**Task goal**
Express the items below as a Markdown table with two columns, Row for the row number and Text for the line, leaving out blank lines and any pictures.

**Stored records**

============================================================

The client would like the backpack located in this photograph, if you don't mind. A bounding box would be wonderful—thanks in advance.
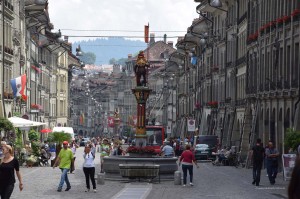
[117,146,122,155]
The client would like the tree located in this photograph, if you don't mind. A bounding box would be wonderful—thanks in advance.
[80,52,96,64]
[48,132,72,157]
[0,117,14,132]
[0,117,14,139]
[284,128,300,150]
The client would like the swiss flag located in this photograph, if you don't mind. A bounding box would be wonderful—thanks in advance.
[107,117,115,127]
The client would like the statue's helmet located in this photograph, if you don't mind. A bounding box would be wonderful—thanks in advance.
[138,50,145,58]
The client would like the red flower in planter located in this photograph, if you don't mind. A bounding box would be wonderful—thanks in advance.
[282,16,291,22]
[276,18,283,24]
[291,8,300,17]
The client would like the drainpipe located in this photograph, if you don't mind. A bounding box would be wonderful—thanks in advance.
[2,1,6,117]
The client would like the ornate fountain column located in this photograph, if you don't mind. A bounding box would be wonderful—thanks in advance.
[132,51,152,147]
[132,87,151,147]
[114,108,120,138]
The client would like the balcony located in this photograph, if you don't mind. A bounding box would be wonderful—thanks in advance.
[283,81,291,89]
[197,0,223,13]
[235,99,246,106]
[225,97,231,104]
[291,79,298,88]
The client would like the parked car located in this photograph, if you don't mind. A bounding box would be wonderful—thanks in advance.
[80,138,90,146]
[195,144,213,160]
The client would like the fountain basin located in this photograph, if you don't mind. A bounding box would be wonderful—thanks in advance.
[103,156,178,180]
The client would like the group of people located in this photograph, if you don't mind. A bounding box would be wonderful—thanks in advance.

============================================================

**Full output**
| Row | Text |
|---|---|
| 1 | The client would like the backpack located in this photograph, if you don't mind. A bounding box would be wonderful—thanks in advance. |
| 2 | [117,146,122,155] |
| 3 | The client would like the tree located in this photograph, if you don't mind. A bounding box would be wonderful—thanks in advance. |
| 4 | [80,52,96,64] |
| 5 | [48,132,72,157] |
| 6 | [0,117,14,132] |
| 7 | [0,117,14,139] |
| 8 | [284,128,300,150] |
| 9 | The client would like the swiss flag located in this photograph, if you don't mind. A bounding box would be wonderful—thanks in advance. |
| 10 | [107,117,115,127] |
| 11 | The client would like the statue's helmet located in this photograph, if you don't mind. A bounding box would be wonderful—thanks in advance. |
| 12 | [138,50,145,58] |
| 13 | The client would like the red flower in planter located in this photograph, if you don't mind. A bounding box would be wonderful—thanks in advance. |
| 14 | [282,16,291,22] |
| 15 | [276,18,283,24] |
| 16 | [291,8,300,17] |
| 17 | The client would like the drainpipe located in this photograph, if you don't mind. A bounding box would be wonderful—thanks in advance. |
| 18 | [2,1,6,117] |
| 19 | The client would like the ornate fountain column located in this photograph, if you don't mind. A bounding box would be wonderful—thanks in advance. |
| 20 | [132,51,152,147] |
| 21 | [132,87,151,147] |
| 22 | [114,108,120,138] |
| 23 | The client would like the balcony located in this photograph, if you don't mind. A bounding box would be wonderful—thanks in advance. |
| 24 | [283,81,291,89] |
| 25 | [197,0,223,13] |
| 26 | [235,99,246,106] |
| 27 | [225,97,231,104] |
| 28 | [291,79,298,88] |
| 29 | The client would like the parked car located in this photograph, if you don't mind. A bounding box would be wonderful—thanks in advance. |
| 30 | [80,138,90,146] |
| 31 | [195,144,213,160] |
| 32 | The client would like the fountain basin located in this photograph, if you don't mind. A bounding box would be wonderful—thanks in advance. |
| 33 | [103,156,178,180] |
| 34 | The client would like the group of people located in this photograph, if you don't mind. A bounding box would be wonderful—thanks in advance. |